STATED EXERCISE 1:
Answer these questions about the passage below:
(a) How much does Chase charge to use a non-Chase ATM?
(b) According to the note at the bottom of the page, what has been discontinued?
(c) Where did the writer put the old clock radio?
STATED EXERCISE 2: Reproduce the part of the passage below word for word, starting at "She’s getting a" and ending at "her reading glasses.".
--- start PASSAGE SHOWN ---
My reason for asking is that, if I’m going to be charged new fees, I want to move accounts before then. She told me that if I’m charged, she’d reverse them. Then she called, on the phone, the guy twenty feet across the room, who told her the old accounts are grandfathered forever. That’s something, but so far two people have given two different answers to the same question, so I’m not too comforted by that. So I asked for a comparison of the accounts and she found a booklet targeted to people opening new accounts. I don’t know all the features of our old accounts or even what they’re called because they seemed to change names all the time, and they aren’t listed in the booklet, so I looked at the page with a sort-of comparison. I wanted to be reassured that I wouldn’t have to pay for things that used to be free so that I wouldn’t have to look for a new bank.

No, they’re grandfathered. And forever!

So, nothing will change?

No, nothing. Grandfathered.

No fees? No minimums? No transaction limits? Free bill pay? Chase won’t charge me to use non-Chase ATMs? Free checks?

No. Everything is exactly the same. Nothing has changed. Grandfathered.

I then notice a line item on the page that mentions Chase charges $2.00 to use a non-Chase ATM. WaMu did not. Now I’m looking at the bottom of the page, where there’s a note saying that debit rewards has been discontinued.

So, nothing at all will change, except this will change?

She’s getting a little annoyed with me, and it’s not her fault that the damn bank hasn’t created a document that would answer what are surely common questions. I can only imagine the frustrated customers they’ve had to deal with, made all the more frustrating because they haven’t been given enough information to pass on to their customers. She starts to tell me, again, that everything is exactly the same, grandfathered and all that, when I show her the parts of the page that suggest changes. She puts on her reading glasses.

Yes, nothing will change. Except that.

Just dumb

I didn’t actually smash the old clock radio, but put it on a shelf in another room because one never knows when one might need another $19 clock radio that one hates. The new clock radio sets itself, so Friday afternoon I took just a perfunctory trip through the owner’s manual to be sure I set the alarm time correctly. This one is much simpler, with the buttons placed in areas less likely to be mistakenly pressed, thus it is less likely to induce a series of temper tantrums at 4:00 AM. I pressed the button that indicates which days the alarm is set to go off, a handy feature, and it appeared that it was set for weekdays, a sensible option.
--- end PASSAGE SHOWN ---
--- start DATASET RECORDS ---
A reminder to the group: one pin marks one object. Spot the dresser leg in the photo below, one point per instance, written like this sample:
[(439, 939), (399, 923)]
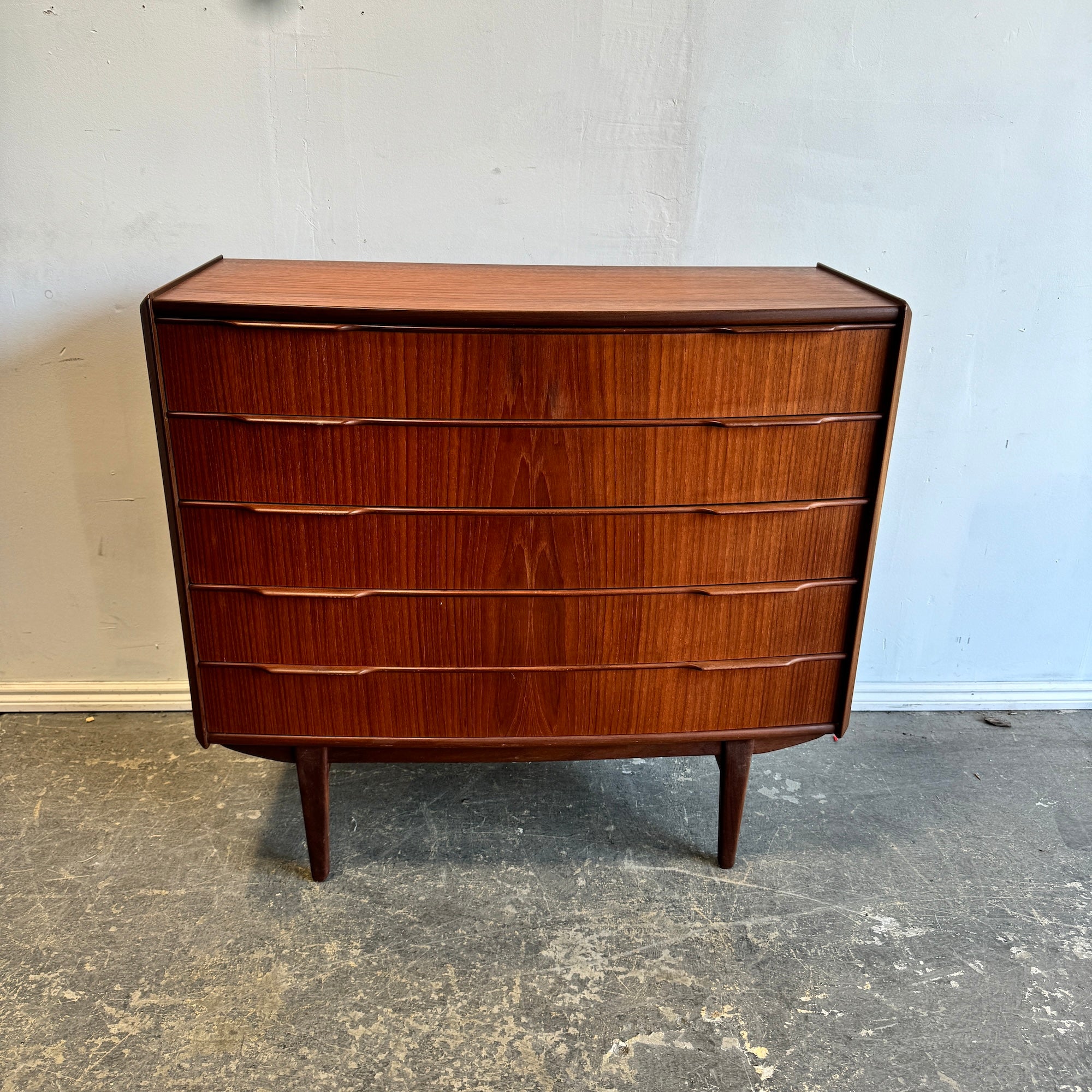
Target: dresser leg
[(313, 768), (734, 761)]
--- end DATASET RECORDS ---
--- start DATASET RECORDS ---
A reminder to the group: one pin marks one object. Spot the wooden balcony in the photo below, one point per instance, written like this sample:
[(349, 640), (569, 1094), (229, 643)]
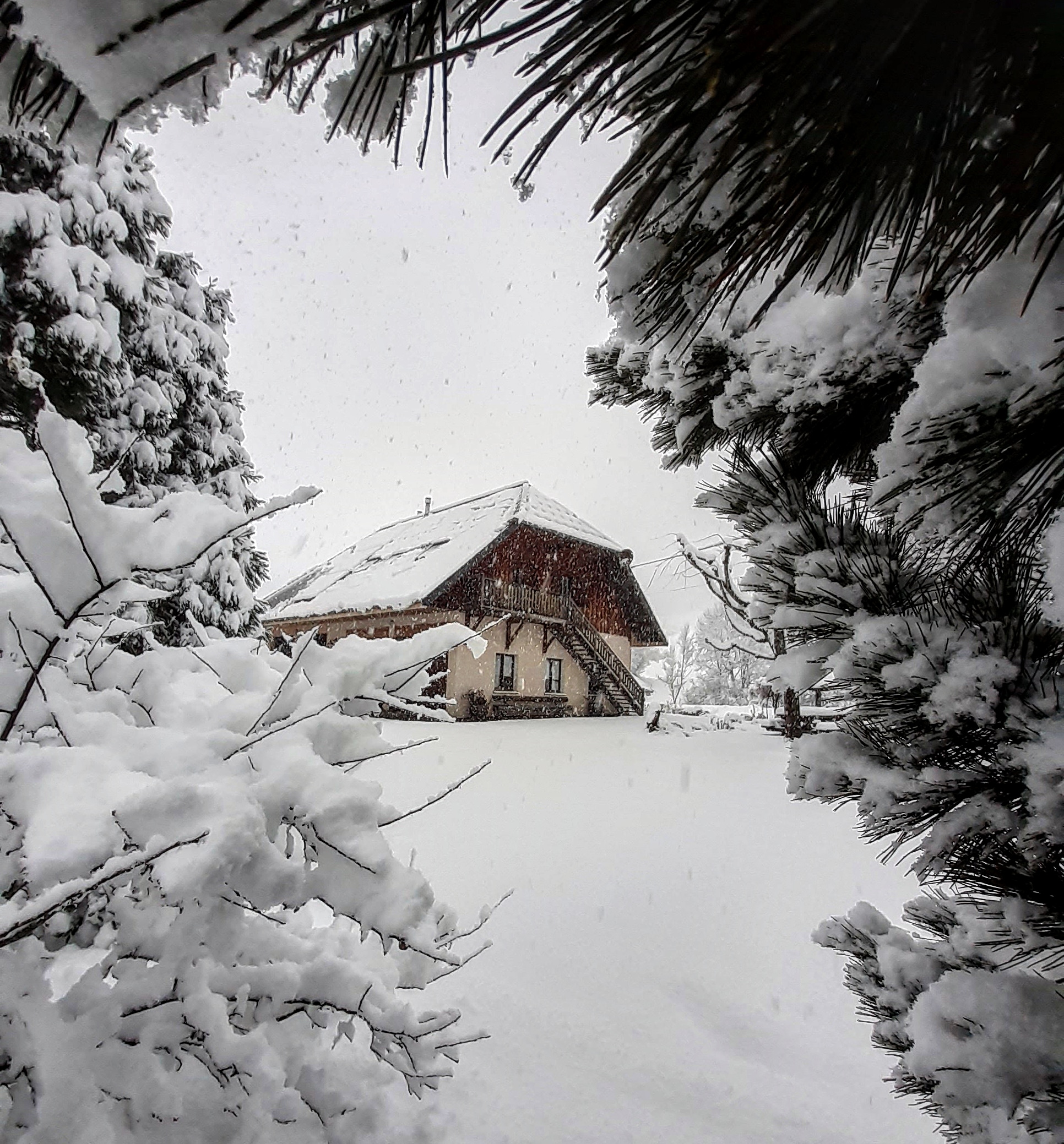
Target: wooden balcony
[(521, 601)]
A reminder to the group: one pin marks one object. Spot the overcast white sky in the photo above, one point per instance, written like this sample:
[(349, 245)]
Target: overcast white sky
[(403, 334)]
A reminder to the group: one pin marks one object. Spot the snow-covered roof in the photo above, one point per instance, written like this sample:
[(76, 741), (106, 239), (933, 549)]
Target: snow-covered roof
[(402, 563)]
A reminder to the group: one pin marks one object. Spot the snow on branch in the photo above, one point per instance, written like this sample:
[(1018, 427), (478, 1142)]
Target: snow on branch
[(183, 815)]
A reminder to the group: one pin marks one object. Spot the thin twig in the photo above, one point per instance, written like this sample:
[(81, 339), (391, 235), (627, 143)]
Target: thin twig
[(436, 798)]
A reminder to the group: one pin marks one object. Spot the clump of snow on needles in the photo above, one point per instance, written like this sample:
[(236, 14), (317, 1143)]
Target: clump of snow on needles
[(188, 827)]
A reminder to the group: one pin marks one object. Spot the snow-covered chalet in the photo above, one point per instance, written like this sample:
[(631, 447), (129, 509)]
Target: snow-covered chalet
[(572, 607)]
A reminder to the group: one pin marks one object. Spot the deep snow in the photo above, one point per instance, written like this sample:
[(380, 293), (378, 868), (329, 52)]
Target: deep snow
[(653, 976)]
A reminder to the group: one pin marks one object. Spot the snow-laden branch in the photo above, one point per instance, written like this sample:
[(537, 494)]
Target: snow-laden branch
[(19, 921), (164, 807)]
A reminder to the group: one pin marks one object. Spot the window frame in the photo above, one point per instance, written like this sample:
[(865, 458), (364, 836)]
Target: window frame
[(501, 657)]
--- end DATASET RECORDS ---
--- start DATASET RECORDS ---
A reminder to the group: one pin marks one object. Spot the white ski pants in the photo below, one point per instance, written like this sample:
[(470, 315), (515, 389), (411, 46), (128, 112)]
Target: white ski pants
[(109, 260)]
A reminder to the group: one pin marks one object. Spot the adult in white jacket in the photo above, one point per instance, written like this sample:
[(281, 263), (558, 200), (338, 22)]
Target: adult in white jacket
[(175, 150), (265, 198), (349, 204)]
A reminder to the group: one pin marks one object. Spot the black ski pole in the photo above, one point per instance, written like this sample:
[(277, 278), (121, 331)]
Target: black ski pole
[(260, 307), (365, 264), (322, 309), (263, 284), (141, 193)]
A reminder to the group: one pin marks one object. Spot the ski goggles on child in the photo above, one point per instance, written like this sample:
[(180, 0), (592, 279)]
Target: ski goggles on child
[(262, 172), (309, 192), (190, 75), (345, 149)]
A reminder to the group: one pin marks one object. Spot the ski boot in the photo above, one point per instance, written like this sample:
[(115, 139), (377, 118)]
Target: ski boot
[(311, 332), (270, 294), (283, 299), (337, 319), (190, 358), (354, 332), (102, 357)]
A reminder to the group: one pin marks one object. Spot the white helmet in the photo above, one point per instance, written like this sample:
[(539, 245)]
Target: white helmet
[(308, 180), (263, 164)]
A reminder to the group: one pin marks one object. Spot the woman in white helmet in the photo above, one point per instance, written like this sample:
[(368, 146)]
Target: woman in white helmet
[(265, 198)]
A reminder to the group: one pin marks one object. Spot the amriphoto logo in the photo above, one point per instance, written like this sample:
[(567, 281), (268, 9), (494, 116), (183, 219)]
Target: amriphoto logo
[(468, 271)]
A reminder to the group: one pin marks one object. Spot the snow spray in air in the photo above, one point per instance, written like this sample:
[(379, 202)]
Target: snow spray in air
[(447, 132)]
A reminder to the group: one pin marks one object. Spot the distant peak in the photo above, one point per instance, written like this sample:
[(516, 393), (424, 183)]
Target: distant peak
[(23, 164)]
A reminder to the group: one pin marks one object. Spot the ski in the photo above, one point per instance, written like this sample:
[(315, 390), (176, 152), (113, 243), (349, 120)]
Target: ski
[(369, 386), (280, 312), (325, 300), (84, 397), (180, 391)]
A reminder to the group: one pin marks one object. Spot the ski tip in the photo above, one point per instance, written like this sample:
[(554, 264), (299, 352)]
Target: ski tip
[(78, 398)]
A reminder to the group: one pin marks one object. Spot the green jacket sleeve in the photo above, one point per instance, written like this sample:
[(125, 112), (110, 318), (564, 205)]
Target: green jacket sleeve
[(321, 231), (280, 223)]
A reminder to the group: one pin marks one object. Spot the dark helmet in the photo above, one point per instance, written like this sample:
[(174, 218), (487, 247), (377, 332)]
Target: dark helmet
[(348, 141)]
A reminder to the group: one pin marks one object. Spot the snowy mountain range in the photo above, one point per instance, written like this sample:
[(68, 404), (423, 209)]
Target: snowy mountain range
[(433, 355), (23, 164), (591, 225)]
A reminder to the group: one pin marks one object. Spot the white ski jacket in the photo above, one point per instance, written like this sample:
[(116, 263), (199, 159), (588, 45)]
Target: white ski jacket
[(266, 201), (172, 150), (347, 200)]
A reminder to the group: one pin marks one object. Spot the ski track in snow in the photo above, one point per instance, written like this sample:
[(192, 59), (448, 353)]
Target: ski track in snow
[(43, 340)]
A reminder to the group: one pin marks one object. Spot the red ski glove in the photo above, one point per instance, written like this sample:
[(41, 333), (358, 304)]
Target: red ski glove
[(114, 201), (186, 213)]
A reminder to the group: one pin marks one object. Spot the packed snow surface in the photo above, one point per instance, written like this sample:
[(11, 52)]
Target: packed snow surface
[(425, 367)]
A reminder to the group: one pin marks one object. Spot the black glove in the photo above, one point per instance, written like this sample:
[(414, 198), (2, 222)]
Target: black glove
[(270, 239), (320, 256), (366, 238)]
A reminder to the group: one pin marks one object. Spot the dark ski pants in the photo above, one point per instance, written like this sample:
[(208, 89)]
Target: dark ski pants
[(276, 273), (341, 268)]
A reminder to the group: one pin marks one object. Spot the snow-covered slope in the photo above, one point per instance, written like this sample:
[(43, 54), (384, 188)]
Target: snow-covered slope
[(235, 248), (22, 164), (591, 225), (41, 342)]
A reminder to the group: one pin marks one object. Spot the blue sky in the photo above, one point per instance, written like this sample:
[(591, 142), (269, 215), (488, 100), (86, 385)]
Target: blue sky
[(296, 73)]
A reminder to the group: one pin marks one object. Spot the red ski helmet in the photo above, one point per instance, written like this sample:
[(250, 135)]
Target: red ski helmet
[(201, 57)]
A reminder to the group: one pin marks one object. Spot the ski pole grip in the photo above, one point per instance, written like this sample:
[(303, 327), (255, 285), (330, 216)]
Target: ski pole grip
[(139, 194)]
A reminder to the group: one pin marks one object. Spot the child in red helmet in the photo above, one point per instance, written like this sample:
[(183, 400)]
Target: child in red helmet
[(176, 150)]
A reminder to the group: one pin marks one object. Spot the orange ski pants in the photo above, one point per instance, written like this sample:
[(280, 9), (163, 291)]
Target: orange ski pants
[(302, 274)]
--- end DATASET RECORDS ---
COMPLETE OUTPUT 1:
(a) $2.00
(b) Debit rewards
(c) On a shelf in another room

COMPLETE OUTPUT 2:
She’s getting a little annoyed with me, and it’s not her fault that the damn bank hasn’t created a document that would answer what are surely common questions. I can only imagine the frustrated customers they’ve had to deal with, made all the more frustrating because they haven’t been given enough information to pass on to their customers. She starts to tell me, again, that everything is exactly the same, grandfathered and all that, when I show her the parts of the page that suggest changes. She puts on her reading glasses.